→ **Metin bölümü**
+++++
YAZARLAR

Tümü

Birbirimize İyi Bakalım, Çünkü Dünya Bakmıyor

(14 Gün, 12 Saat önce)
-Kendi manifestosunu yazan bir yoldaşın sesiyle- Bazı şeyleri konuşamıyoruz. Özellikle örgütlü yapılarda.

Hazal Battaloğlu


Sevgi, kırgınlık, yorgunluk, hayır deme ihtiyacı, tükenmişlik.
Hepsi var, hepimizde var ama sanki kimsenin başına gelmemiş gibi davranıyoruz.
Konuşmaya kalktığımızda ya göz devriliyor, ya sessizlikle geçiştiriliyor.
Ama sevgili arkadaşım Hatice, sendikamızın dergi toplantısında öyle bir cümle kurdu ki, yüreğimin orta yerine yerleşti:
"Konuşamadıklarımızı da artık konuşmamız gerekiyor. Mesela sevgi."
Çok yaşa Hatice!
O an anladım. 
Yalnızca barikatlarda değil, suskunluklarımızda da mücadele var.
Ve sevgi de bir mücadele biçimi.
O yüzden bu yazı bir çağrı değil.
Bu yazı bir ihtiyaç.
Bu yazı benim manifestom. Ve sanki bir çoğumuzun hikayesi...

 

Çünkü ülkenin hali ortada;
Yoksulluk sıradanlaştı, adaletsizlik resmileşti, kadın cinayetleri istatistik oldu. 
Ve kayyumlar, gözaltılar, tutuklamalar...
Ve biz hala koşturuyoruz. 
Eylemden toplantıya, basın açıklamasından mitinge.
Durmadan.
Bu koşturmada en çok neyi unutuyoruz?
Birbirimizi.
Ve tabi kendimizi.
İşte bu yüzden yazıyorum bu manifestoyu. 
Çünkü örgütlü olmak sadece hedefe kilitlenmek değil, birlikte yürümeyi öğrenmektir diyorum. 

 

BİRBİRİMİZE İYİ BAKALIM MANİFESTOSU


1- Öfke haktır.
Bütün ötekileştirenlerin öfkesi örgütlenmelidir. "Aman şimdi ortam gerilmesin" diye susturulan her cümle, bir sonraki çürümeye davetiyedir.


2- Dinlenmek haktır.
Koşulsuz, meşrulaştırma gerekmeden... "Bugün gelmek istemedim" demek suç değil, haktır. Kolektif, ancak dinlenme alanı varsa sürdürülebilir olur.


3- Hayır demek politik bir haktır.
Rızaya dayalı olmayan hiçbir sorumluluk gerçek dayanışma değildir. Her "evet" bir "istemiyorum"u bastırıyorsa orda kolektif yoktur.


4- Şefkat kolektif devrmin kalbidir.
Bir arkadaşın gözyaşına sarılmak, onun yerine sorumluluk almak, emek kadar kıymetlidir. Gerektiğinde mizahla, sabırla, sıcaklıkla örgütlenmedikçe devrim kuru bir prosedüre dönüşür.


5- Sevgi mücadeleyle çelişmez.
+++++
Bir veri kümesinden satırlar
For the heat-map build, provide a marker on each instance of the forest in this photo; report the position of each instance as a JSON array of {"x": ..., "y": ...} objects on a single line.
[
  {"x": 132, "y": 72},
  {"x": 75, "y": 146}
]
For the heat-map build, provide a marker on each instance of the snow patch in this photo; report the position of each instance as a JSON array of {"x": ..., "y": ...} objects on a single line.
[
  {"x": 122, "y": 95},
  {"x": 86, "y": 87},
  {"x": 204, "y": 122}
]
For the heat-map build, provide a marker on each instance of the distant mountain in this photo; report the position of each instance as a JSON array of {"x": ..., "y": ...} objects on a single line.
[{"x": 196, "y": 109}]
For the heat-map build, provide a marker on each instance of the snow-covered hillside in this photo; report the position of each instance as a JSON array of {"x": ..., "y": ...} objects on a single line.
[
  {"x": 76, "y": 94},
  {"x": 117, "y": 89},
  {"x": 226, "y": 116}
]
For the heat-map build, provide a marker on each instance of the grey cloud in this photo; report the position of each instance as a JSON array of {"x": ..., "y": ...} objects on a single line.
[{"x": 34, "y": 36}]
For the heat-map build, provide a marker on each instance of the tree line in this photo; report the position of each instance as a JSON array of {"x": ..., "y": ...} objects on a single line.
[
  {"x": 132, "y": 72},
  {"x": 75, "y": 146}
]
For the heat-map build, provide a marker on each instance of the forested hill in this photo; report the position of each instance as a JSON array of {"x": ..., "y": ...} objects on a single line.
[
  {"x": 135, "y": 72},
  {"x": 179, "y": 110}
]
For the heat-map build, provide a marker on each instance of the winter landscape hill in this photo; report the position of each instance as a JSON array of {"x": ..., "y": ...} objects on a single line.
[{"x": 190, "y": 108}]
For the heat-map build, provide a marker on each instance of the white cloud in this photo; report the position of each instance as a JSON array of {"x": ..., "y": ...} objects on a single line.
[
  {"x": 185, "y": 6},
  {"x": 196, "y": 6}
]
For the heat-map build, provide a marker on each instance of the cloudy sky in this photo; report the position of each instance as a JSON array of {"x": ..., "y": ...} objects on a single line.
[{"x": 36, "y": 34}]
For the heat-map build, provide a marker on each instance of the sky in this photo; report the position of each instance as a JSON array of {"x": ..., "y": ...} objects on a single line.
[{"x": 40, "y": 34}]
+++++
→ **Yönerge**
Dayanışma üzerine yazıda "Çok yaşa Hatice!" ile "biz hala koşturuyoruz." arasındaki kısmı, bu iki ifade de dahil olmak üzere değiştirmeden alıntılayın.

→ **Doğru cevap**
Çok yaşa Hatice!
O an anladım. 
Yalnızca barikatlarda değil, suskunluklarımızda da mücadele var.
Ve sevgi de bir mücadele biçimi.
O yüzden bu yazı bir çağrı değil.
Bu yazı bir ihtiyaç.
Bu yazı benim manifestom. Ve sanki bir çoğumuzun hikayesi...

 

Çünkü ülkenin hali ortada;
Yoksulluk sıradanlaştı, adaletsizlik resmileşti, kadın cinayetleri istatistik oldu. 
Ve kayyumlar, gözaltılar, tutuklamalar...
Ve biz hala koşturuyoruz.